The old saying goes, “Everything’s bigger in Texas”. The latest subject of this axiom is the legendary Permian Basin. The recent headlines have been eye-popping. “The Permian Basin Keeps On Giving”. “A $900 Billion Oil Treasure Lies Beneath West Texas Desert”. “Shell’s New Permian Play Profitable at $20 A Barrel”. “The World’s Hottest Oil Play”. “Permian Basin Prevails”. “The Permian Basin: An existential Threat To Canadian Oil As The War On Cost Heats Up”. “This Texas Oilfield Is Messing With OPEC”.

The articles contain analysis and commentary concluding that no matter what happens in the rest of the world, the future of oil prices will be heavily influenced by U.S. light tight oil (LTO) producers and more specifically, the Permian. This is more of the popular thesis OPEC is dying or dead and the United States has replaced Saudi Arabia as the world’s swing producer.

Except it is not true. If you believed every word you would conclude there are only two sources of oil on earth: the Permian Basin and everyone else. While the Permian is a wonderful and significant mass of hydrocarbon-rich formations, its impact on world oil prices in the next few years is overstated.

A typical pro-Permian article appeared in Forbes November 21, 2016 under the title “The Permian Keeps On Giving”. It followed a report by the U.S. Geological Survey (USGS) following a new assessment of the Permian including a relatively undeveloped horizon called the Wolfcamp shale. The USGS reported some 20 billion barrels of oil was yet to be discovered and is technically recoverable; “The fact that this is the largest assessment of continuous oil we have ever done just goes to show that, even in areas that have produced billions of barrels of oil, there is still the potential to find more”.

The article defined undiscovered resources as having 50 percent confidence the entire 20 billion was there, a 95 percent chance of 11 billion barrels, and a 5 percent opportunity the horizon might eventually yield 31 billion barrels. That’s more oil than the Permian Basin has produced in the past 96 years.

News about new possibilities began September 7, 2016 when Apache Corp. announced it had assembled a large land position on the southern edges of the Permian and identified what Bloomberg report called, “…what could be a major new oil play at rock-bottom prices”. Apache estimated its lands hold 3 billion recoverable barrels and 75 trillion tcf of gas. Apache figured it had 2,000 to 3,000 drilling locations economic with US$50 oil and US$3 gas.

Following the USGC report Bloomberg ran a headline reading, “A $900 Billion Oil Treasure Lies Beneath the West Texas Desert”. Expanding on the Wolfcamp assessment, Bloomberg wrote, “That’s almost three times larger than North Dakota’s Bakken play and the single largest U.S. unconventional crude accumulation ever assessed. At current prices, that oil is worth almost US$900 billion”. Of course, that’s if every barrel is discovered and recovered and before any costs.

There is no doubt the Permian Basin is an amazing collection of hydrocarbon bearing rocks. Since production began in 1921 from this 75,000 square mile area, the multi-zone mammoth has yielded 29 billion barrels of oil and 75 trillion cubic feet of gas. The Texas Railroad Commission website reports it could produce that again. The Permian holds some 450,000 wellbores, only 100,000 less than have ever been drilled in Canada. While most of it is in Texas, a portion extends into New Mexico.
* * *
◆ Problem set ◆
- A) Answer these from the Permian Basin article:
(i) In what year did production begin in the Permian Basin?
(ii) How many barrels of oil did the USGS report were yet to be discovered and technically recoverable?
(iii) Which company announced on September 7, 2016 that it had assembled a large land position on the southern edges of the Permian?
- B) In the Permian Basin article, update everything from "The article defined" down to "and US$3 gas.", putting "bargain" wherever "rock-bottom" appears.
* * *
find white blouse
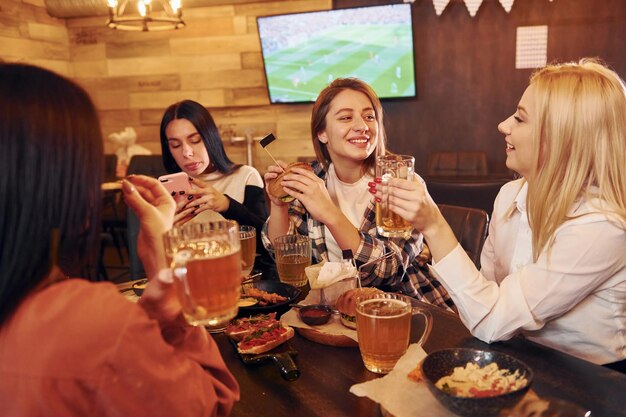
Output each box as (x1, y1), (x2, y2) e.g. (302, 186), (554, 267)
(432, 180), (626, 364)
(324, 163), (373, 262)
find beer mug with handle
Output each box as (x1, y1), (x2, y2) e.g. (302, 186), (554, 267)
(376, 155), (415, 238)
(163, 220), (242, 329)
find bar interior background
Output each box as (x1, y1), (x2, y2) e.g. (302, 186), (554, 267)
(0, 0), (626, 173)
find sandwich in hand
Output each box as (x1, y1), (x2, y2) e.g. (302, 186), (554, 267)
(267, 162), (313, 203)
(237, 323), (294, 354)
(224, 313), (280, 341)
(335, 287), (382, 329)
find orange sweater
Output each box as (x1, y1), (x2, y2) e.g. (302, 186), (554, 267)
(0, 279), (239, 417)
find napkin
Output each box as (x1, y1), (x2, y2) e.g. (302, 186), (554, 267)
(304, 261), (357, 305)
(350, 343), (457, 417)
(280, 292), (358, 342)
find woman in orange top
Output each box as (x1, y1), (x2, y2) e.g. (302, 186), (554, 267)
(0, 64), (239, 416)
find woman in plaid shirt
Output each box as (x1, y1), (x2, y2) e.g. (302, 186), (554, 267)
(263, 78), (454, 308)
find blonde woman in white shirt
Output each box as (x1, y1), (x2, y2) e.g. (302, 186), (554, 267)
(370, 59), (626, 371)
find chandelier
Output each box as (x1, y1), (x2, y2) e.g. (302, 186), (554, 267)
(107, 0), (185, 32)
(426, 0), (552, 17)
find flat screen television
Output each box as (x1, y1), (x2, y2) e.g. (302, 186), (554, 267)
(257, 4), (415, 103)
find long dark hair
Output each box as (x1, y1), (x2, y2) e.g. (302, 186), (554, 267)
(0, 63), (104, 324)
(160, 100), (238, 175)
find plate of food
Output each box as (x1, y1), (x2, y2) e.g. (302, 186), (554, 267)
(239, 281), (301, 317)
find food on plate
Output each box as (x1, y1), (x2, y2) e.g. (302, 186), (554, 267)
(244, 288), (288, 306)
(267, 162), (313, 203)
(237, 297), (259, 307)
(225, 313), (280, 340)
(435, 362), (528, 398)
(335, 287), (382, 329)
(237, 323), (294, 354)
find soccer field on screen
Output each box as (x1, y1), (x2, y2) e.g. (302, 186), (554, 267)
(265, 24), (415, 103)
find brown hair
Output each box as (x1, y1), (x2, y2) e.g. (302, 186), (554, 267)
(527, 58), (626, 259)
(311, 78), (387, 171)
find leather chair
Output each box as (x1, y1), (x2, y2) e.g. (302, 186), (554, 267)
(426, 177), (511, 215)
(126, 155), (167, 280)
(439, 204), (489, 269)
(426, 151), (487, 177)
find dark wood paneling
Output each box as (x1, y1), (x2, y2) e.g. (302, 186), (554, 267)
(333, 0), (626, 172)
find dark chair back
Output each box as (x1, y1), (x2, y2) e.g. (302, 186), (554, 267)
(439, 204), (489, 269)
(126, 155), (167, 280)
(426, 151), (488, 177)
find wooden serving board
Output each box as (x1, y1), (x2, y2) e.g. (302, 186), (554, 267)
(295, 327), (359, 347)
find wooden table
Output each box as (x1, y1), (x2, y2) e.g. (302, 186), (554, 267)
(213, 304), (626, 417)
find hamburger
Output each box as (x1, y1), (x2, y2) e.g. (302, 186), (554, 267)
(267, 162), (313, 203)
(335, 287), (382, 329)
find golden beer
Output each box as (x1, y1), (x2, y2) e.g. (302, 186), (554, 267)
(239, 226), (256, 277)
(356, 298), (411, 374)
(276, 255), (311, 287)
(174, 245), (241, 326)
(376, 155), (415, 238)
(376, 203), (413, 238)
(164, 220), (241, 331)
(274, 235), (311, 287)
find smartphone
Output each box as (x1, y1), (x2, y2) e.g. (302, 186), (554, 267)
(159, 172), (191, 201)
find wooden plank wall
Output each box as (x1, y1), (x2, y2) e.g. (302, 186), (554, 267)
(0, 0), (72, 76)
(334, 0), (626, 173)
(67, 0), (331, 172)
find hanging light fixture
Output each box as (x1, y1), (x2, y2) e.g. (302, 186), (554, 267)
(500, 0), (512, 13)
(107, 0), (185, 32)
(433, 0), (450, 16)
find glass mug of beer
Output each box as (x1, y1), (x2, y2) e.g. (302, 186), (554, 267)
(274, 235), (311, 287)
(376, 155), (415, 238)
(163, 220), (241, 330)
(239, 226), (256, 277)
(356, 293), (433, 374)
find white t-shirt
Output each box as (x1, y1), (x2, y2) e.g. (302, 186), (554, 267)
(324, 163), (373, 262)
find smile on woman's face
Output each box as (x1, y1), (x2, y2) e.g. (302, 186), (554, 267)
(498, 85), (536, 179)
(165, 119), (211, 177)
(318, 89), (378, 164)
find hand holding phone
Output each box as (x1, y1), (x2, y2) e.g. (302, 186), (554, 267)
(159, 172), (191, 201)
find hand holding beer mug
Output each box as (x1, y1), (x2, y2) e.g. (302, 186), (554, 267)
(376, 155), (415, 238)
(356, 293), (433, 374)
(163, 220), (241, 329)
(274, 235), (311, 287)
(239, 226), (256, 277)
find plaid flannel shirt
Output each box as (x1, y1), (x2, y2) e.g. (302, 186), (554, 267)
(262, 162), (454, 310)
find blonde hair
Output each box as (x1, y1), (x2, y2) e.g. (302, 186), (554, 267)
(527, 58), (626, 260)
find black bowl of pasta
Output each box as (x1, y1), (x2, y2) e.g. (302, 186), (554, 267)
(422, 348), (533, 417)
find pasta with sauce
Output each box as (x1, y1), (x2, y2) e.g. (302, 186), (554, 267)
(435, 362), (528, 398)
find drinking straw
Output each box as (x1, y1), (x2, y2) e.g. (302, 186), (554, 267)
(259, 133), (285, 172)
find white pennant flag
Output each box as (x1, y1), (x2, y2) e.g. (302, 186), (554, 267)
(500, 0), (515, 13)
(464, 0), (483, 17)
(433, 0), (450, 16)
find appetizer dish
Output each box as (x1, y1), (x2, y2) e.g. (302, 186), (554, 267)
(335, 287), (382, 329)
(225, 313), (294, 354)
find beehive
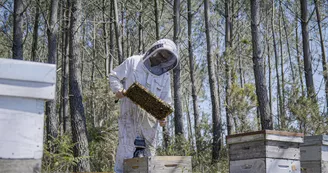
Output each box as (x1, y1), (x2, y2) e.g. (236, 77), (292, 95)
(123, 156), (192, 173)
(0, 58), (56, 173)
(124, 82), (173, 120)
(300, 135), (328, 173)
(227, 130), (303, 173)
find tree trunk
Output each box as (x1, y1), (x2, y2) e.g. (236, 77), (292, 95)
(295, 1), (305, 96)
(314, 0), (328, 112)
(62, 0), (71, 133)
(204, 0), (221, 163)
(154, 0), (160, 40)
(301, 0), (316, 102)
(102, 0), (113, 76)
(224, 0), (232, 135)
(251, 0), (273, 130)
(109, 0), (115, 67)
(187, 0), (201, 152)
(45, 0), (59, 151)
(278, 0), (286, 129)
(173, 0), (184, 136)
(271, 0), (282, 125)
(138, 0), (144, 53)
(69, 0), (90, 172)
(12, 0), (24, 60)
(31, 0), (40, 61)
(112, 0), (123, 64)
(265, 0), (273, 119)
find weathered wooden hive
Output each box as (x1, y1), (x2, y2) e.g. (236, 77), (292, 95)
(227, 130), (304, 173)
(0, 59), (56, 173)
(123, 156), (192, 173)
(300, 135), (328, 173)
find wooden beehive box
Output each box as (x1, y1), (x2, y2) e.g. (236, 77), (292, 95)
(227, 130), (303, 173)
(300, 135), (328, 173)
(0, 59), (56, 173)
(123, 156), (192, 173)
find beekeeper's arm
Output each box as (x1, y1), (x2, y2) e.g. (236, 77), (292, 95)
(109, 58), (131, 99)
(158, 75), (172, 127)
* * *
◆ Solutions to the tasks ◆
- A)
(i) 1921
(ii) Some 20 billion barrels
(iii) Apache Corp.

- B)
The article defined undiscovered resources as having 50 percent confidence the entire 20 billion was there, a 95 percent chance of 11 billion barrels, and a 5 percent opportunity the horizon might eventually yield 31 billion barrels. That’s more oil than the Permian Basin has produced in the past 96 years.

News about new possibilities began September 7, 2016 when Apache Corp. announced it had assembled a large land position on the southern edges of the Permian and identified what Bloomberg report called, “…what could be a major new oil play at bargain prices”. Apache estimated its lands hold 3 billion recoverable barrels and 75 trillion tcf of gas. Apache figured it had 2,000 to 3,000 drilling locations economic with US$50 oil and US$3 gas.